▶ [Goal]
Can you give everything from the start of the material below down to and including the line containing "[418,0,950,93]" as a numbered list, with any blank lines left out?

[Extracted data entries]
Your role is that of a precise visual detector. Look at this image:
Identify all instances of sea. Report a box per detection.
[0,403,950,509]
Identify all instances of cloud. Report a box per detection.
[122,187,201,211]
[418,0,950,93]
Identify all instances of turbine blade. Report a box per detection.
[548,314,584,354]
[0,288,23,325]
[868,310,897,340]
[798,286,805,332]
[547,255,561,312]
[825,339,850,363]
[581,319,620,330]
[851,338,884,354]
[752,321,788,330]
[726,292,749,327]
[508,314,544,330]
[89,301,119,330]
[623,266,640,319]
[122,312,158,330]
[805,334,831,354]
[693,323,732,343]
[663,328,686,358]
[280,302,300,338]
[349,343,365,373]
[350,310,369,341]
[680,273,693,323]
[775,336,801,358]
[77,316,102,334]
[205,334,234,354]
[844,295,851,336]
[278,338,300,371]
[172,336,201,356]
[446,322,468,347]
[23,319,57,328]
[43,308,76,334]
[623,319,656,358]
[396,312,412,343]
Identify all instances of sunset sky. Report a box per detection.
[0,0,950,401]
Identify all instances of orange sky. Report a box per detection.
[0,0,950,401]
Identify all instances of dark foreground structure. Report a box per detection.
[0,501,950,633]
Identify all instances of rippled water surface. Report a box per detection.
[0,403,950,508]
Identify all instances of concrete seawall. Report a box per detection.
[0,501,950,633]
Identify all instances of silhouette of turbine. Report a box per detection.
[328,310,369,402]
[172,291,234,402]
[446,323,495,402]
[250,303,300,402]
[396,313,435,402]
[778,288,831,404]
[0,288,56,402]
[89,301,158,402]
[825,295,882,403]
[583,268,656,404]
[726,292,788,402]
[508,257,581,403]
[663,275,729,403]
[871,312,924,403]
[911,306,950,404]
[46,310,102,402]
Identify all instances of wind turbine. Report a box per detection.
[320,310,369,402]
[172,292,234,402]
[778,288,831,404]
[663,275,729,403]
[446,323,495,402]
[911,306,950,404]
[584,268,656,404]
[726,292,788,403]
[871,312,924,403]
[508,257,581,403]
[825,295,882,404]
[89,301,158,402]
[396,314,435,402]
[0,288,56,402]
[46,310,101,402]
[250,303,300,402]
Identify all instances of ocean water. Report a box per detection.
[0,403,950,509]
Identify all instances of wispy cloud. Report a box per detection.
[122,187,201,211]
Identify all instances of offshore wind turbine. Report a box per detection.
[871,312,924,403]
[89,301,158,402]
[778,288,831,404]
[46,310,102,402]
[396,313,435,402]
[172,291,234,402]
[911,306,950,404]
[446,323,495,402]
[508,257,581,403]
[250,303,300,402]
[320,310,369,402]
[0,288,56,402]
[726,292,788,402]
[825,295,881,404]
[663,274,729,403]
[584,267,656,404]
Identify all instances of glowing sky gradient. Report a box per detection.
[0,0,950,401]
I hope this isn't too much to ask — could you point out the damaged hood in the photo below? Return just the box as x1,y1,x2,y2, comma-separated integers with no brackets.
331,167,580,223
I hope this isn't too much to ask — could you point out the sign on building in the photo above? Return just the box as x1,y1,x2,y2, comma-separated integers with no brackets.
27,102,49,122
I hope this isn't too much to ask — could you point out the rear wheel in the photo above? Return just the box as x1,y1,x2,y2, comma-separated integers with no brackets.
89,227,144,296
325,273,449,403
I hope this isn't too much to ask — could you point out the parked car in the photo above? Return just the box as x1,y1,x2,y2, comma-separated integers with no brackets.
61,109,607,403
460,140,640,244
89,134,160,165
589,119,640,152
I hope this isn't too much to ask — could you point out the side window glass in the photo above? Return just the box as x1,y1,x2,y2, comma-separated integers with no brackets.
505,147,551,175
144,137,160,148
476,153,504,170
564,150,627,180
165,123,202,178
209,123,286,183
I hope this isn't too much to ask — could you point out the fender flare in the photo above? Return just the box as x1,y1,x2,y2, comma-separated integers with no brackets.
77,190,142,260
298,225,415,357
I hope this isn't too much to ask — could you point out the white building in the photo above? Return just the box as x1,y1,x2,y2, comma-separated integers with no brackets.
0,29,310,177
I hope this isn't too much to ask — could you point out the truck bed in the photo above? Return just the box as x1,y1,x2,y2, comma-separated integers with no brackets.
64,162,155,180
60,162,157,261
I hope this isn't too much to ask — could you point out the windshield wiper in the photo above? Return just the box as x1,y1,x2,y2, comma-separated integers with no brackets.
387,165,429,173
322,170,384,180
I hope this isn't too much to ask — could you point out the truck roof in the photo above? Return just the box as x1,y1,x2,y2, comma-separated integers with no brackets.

▶ [Task result]
1. Your role is that of a precise visual detector. Look at this image:
2. Identify all instances of sea. Report a box per detection.
3. [0,403,950,509]
4. Identify all instances of cloud. Report a box per detection.
5. [122,187,201,211]
6. [418,0,950,93]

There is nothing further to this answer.